◆ To do:
1. What does Veronica raise on her property in the Southern Midlands of Tasmania, according to the backyard-to-table blog post?
2. Carry on writing the backyard-to-table blog post, starting right after its last sentence.

◆ Text excerpt:
— begin —

Archive for the ‘Evening Meal’ Category

From the backyard to the table

March 1, 2011

In my last blog post, I wrote about my desire to live completely independently, or at least semi-independently, on the food that I can grow in my back yard. Last night, albeit for only one meal, I achieved this!

I love gardeners. Especially vegetable gardeners. You can go up to pretty much any veggie gardener with a glut of produce, offer them something in exchange, and chances are you will be extremely well-received. I have arranged many swaps with my gardening friends in the past – corn for tomatoes, beans for radishes, potatoes for peaches, the list goes on. Last week however, I did a different kind of barter deal.

My friend Veronica from Sleepless Nights has a rather large property in the Southern Midlands of Tasmania, and on it she raises free-range ducks and chickens. A while ago she put the call out on Twitter if anyone was interested in purchasing some free-range, ethically-raised, happy and healthy ducks. There was only one caveat – the ducks had to be taken live!

— end —

◆ Dataset:
— begin —

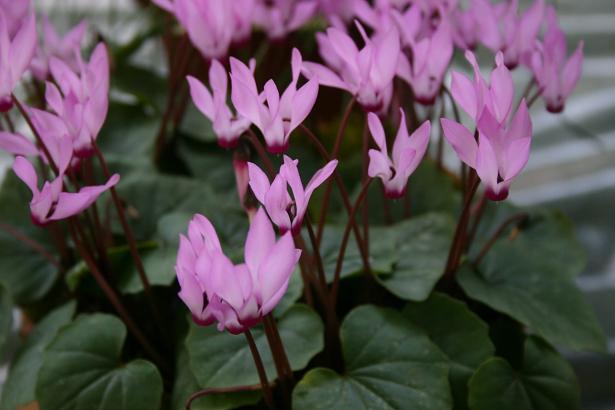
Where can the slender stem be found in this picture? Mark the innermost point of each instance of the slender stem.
(30, 243)
(460, 232)
(26, 117)
(516, 219)
(344, 243)
(222, 390)
(262, 153)
(262, 375)
(334, 154)
(343, 193)
(112, 297)
(130, 239)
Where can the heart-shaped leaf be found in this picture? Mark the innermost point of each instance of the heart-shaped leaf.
(546, 381)
(219, 359)
(82, 370)
(459, 333)
(390, 364)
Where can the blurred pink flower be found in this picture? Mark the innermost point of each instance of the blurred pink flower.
(280, 17)
(227, 126)
(500, 153)
(556, 77)
(275, 116)
(408, 151)
(367, 73)
(475, 95)
(64, 48)
(235, 296)
(82, 100)
(17, 45)
(51, 203)
(286, 212)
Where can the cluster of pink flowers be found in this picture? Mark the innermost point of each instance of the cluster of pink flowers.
(77, 97)
(403, 44)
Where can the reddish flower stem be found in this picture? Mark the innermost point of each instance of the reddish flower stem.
(334, 154)
(344, 243)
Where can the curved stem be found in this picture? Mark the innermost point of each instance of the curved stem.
(222, 390)
(516, 219)
(29, 242)
(334, 154)
(344, 243)
(26, 117)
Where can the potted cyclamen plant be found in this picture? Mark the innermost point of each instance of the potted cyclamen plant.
(327, 254)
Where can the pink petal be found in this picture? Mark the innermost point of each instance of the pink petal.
(461, 140)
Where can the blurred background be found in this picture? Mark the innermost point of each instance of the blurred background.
(572, 165)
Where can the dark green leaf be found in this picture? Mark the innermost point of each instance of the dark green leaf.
(459, 333)
(19, 386)
(390, 364)
(536, 292)
(82, 370)
(27, 275)
(186, 384)
(219, 359)
(546, 382)
(422, 246)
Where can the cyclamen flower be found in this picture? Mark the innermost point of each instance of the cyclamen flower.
(408, 151)
(500, 153)
(82, 101)
(17, 45)
(213, 25)
(286, 212)
(556, 77)
(227, 126)
(235, 296)
(51, 203)
(275, 116)
(430, 56)
(475, 95)
(280, 17)
(64, 48)
(367, 73)
(502, 29)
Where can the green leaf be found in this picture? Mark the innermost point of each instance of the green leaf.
(82, 368)
(219, 359)
(546, 381)
(536, 292)
(27, 275)
(21, 380)
(6, 319)
(186, 384)
(390, 364)
(459, 333)
(422, 245)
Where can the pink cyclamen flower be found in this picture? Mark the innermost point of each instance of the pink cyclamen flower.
(430, 57)
(82, 100)
(17, 45)
(227, 126)
(286, 212)
(408, 151)
(276, 116)
(556, 77)
(367, 73)
(280, 17)
(500, 153)
(475, 95)
(53, 45)
(503, 29)
(51, 203)
(213, 25)
(235, 296)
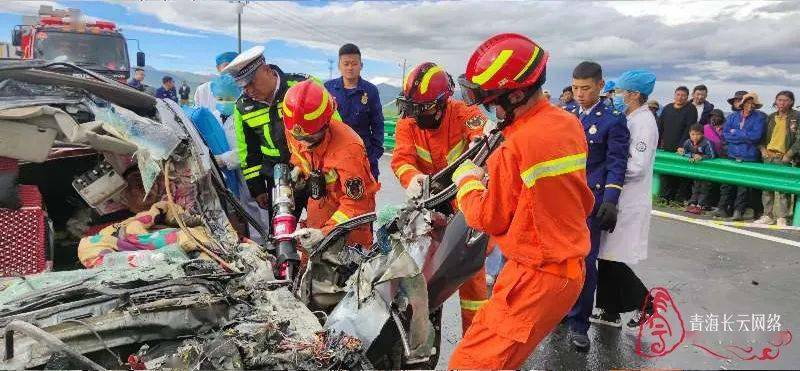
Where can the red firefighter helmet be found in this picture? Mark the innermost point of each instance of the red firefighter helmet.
(307, 108)
(423, 88)
(503, 63)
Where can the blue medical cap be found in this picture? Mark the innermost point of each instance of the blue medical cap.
(642, 81)
(226, 57)
(609, 86)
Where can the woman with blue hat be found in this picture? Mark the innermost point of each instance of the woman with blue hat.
(619, 290)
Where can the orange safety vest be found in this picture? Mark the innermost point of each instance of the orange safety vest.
(350, 188)
(420, 151)
(537, 199)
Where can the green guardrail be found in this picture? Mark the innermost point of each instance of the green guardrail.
(767, 177)
(389, 125)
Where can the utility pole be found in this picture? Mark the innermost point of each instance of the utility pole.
(403, 77)
(239, 8)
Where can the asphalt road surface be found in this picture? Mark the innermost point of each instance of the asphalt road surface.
(709, 273)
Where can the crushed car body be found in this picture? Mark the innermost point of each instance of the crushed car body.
(173, 284)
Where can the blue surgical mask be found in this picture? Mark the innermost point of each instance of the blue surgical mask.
(226, 92)
(619, 103)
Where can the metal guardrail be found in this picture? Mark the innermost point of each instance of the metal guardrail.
(767, 177)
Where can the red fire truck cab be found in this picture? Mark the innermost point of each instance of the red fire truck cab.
(65, 36)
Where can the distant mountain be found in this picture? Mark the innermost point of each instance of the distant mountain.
(152, 77)
(388, 93)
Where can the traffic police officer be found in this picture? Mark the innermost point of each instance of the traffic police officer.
(608, 139)
(260, 135)
(359, 103)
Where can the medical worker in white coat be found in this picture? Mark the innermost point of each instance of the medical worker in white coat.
(619, 290)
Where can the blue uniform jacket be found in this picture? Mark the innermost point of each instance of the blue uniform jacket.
(608, 137)
(167, 94)
(743, 142)
(361, 109)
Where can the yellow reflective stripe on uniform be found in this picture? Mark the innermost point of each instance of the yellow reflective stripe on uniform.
(258, 120)
(340, 217)
(252, 172)
(318, 112)
(493, 68)
(404, 169)
(331, 177)
(426, 79)
(251, 169)
(465, 167)
(255, 113)
(472, 305)
(286, 111)
(472, 185)
(271, 152)
(555, 167)
(424, 154)
(522, 71)
(457, 150)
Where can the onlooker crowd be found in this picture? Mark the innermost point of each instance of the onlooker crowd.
(696, 129)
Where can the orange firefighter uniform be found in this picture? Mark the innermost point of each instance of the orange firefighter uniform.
(535, 208)
(349, 186)
(420, 151)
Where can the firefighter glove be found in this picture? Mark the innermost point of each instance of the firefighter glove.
(607, 216)
(414, 189)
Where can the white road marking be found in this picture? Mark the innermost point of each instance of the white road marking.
(711, 224)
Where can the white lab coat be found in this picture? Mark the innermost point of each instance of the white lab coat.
(628, 243)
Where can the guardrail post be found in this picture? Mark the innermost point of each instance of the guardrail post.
(796, 218)
(656, 189)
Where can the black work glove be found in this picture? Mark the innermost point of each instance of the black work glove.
(607, 216)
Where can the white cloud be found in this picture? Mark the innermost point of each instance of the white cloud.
(393, 81)
(676, 13)
(723, 70)
(27, 7)
(160, 31)
(655, 35)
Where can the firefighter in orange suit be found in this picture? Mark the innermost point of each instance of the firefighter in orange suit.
(433, 132)
(534, 205)
(333, 162)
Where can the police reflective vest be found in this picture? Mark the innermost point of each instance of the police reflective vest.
(261, 142)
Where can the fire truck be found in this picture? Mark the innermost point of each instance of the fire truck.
(66, 36)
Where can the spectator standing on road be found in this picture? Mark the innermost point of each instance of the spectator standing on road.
(780, 135)
(137, 82)
(183, 92)
(608, 139)
(703, 107)
(743, 131)
(359, 103)
(697, 148)
(619, 290)
(673, 130)
(713, 132)
(654, 106)
(167, 89)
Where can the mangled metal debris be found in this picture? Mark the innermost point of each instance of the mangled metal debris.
(201, 297)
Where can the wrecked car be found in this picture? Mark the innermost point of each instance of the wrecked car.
(131, 256)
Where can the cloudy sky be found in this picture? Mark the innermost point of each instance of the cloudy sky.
(728, 45)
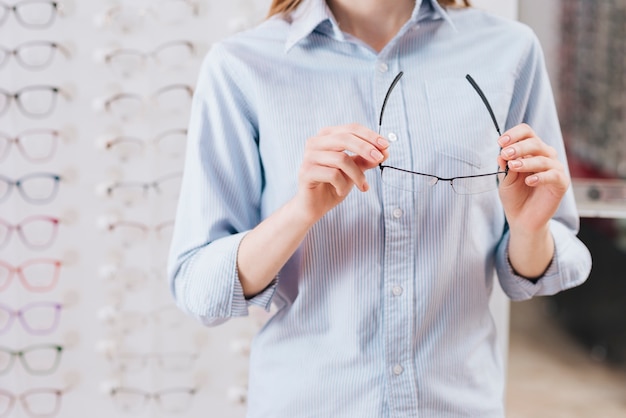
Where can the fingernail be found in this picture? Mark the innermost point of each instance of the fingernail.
(508, 152)
(376, 155)
(504, 140)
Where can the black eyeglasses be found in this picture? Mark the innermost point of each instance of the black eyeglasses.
(417, 182)
(33, 14)
(33, 101)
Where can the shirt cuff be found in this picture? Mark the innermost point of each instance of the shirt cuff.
(569, 267)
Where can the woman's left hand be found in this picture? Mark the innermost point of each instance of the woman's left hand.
(536, 182)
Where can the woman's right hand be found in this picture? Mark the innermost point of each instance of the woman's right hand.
(335, 160)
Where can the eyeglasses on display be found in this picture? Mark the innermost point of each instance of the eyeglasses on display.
(129, 192)
(169, 143)
(33, 55)
(170, 100)
(32, 14)
(130, 278)
(128, 18)
(37, 318)
(40, 359)
(129, 321)
(127, 62)
(35, 145)
(36, 403)
(172, 362)
(173, 401)
(131, 232)
(33, 101)
(36, 275)
(37, 232)
(36, 188)
(417, 182)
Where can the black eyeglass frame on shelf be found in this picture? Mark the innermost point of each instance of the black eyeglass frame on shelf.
(437, 179)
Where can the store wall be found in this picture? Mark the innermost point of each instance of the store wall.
(90, 307)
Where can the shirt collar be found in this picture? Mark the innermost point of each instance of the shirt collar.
(311, 14)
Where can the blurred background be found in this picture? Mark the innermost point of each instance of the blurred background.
(94, 100)
(567, 353)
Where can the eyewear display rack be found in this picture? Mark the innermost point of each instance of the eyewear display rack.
(93, 111)
(593, 114)
(94, 100)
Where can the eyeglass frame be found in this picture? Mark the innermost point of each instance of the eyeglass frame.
(112, 55)
(19, 271)
(21, 355)
(155, 395)
(18, 141)
(57, 9)
(471, 80)
(20, 231)
(17, 183)
(15, 96)
(19, 313)
(15, 52)
(13, 397)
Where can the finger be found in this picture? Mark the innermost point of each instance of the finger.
(371, 146)
(528, 147)
(534, 164)
(550, 177)
(339, 161)
(516, 134)
(336, 178)
(366, 134)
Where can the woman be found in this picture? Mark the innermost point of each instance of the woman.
(382, 292)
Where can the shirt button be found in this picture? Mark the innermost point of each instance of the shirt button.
(397, 290)
(398, 369)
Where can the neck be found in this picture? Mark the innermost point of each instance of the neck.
(375, 22)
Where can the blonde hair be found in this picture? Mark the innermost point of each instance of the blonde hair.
(287, 6)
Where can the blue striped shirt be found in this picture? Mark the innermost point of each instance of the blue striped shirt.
(383, 310)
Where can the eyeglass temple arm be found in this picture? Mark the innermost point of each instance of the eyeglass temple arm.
(389, 90)
(382, 109)
(487, 105)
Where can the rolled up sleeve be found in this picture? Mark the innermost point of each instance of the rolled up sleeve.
(220, 197)
(533, 103)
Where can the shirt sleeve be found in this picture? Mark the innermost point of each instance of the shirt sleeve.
(220, 196)
(533, 103)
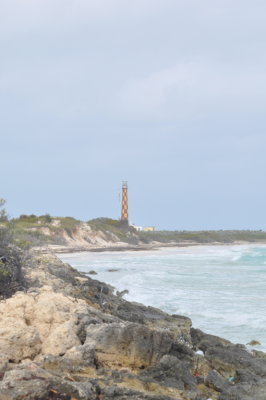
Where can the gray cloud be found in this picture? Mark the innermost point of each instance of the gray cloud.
(167, 94)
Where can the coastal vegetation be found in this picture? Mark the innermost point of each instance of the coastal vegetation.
(31, 231)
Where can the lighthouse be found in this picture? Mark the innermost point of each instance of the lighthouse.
(124, 205)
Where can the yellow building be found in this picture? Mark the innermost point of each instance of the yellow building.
(148, 228)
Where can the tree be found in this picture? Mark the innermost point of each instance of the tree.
(11, 258)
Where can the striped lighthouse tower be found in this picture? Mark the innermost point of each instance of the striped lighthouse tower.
(124, 205)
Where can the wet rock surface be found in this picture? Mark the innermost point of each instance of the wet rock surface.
(71, 338)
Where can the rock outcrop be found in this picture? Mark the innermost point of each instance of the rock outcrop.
(71, 338)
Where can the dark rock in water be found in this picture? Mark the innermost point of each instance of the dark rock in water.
(253, 343)
(123, 293)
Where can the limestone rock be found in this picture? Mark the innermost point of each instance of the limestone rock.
(44, 323)
(128, 344)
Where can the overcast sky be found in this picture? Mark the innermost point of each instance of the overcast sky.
(169, 95)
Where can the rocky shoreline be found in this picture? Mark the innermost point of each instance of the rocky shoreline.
(69, 337)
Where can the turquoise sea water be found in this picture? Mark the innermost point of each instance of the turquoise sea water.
(221, 288)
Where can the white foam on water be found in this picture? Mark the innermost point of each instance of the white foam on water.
(221, 288)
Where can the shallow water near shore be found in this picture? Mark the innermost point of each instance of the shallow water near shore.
(221, 288)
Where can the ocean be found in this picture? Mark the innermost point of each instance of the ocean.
(221, 288)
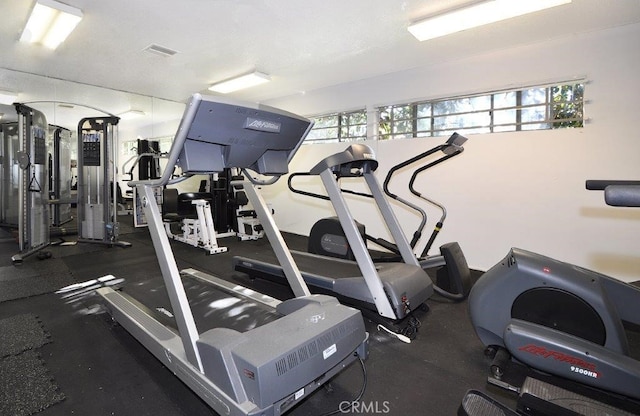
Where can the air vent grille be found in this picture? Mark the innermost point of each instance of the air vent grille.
(310, 350)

— end —

◆ The results:
1. Free-range ducks and chickens.

2.
The duck she reserved for me had several weeks before he was ready, so I had a while to get my head around this duck killing business. I did some research on the net of slicing their throat vs chopping their head off, and they both have their good & bad points but I won’t go into those here. My dad clearly stated he wanted nothing to do with the matter, though he was quite happy to eat my duck once it was cooked.

So, I was on my own.

On Friday (as in, 3 days ago) I drove out to Veronica’s place, my cat cage in the back of the ute, and my barter exchange on the set next to me. (If your wondering, I “bought” my duck with my home-grown potatoes and 4 different flavours of jam that I’d made, from my home-grown fruit or fruit collected from friends). We lured my duck in with some grain, and lots of flapping ensued until we managed to get him into my cage. Phew! Ducks are feisty, unlike chickens who can tolerate being picked up.

I took my duck home and collected my thoughts, changed my clothes and organised myself to do the deed.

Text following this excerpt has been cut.